## What is being asked:
Copy the following lines word for word, with no changes.

>> Start

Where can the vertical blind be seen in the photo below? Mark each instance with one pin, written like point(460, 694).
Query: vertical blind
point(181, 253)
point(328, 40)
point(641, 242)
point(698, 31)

>> End

## Expected output:
Where can the vertical blind be seen in the photo below? Mark each instance with one pin, written like point(460, 694).
Query: vertical blind
point(181, 253)
point(328, 40)
point(641, 242)
point(698, 31)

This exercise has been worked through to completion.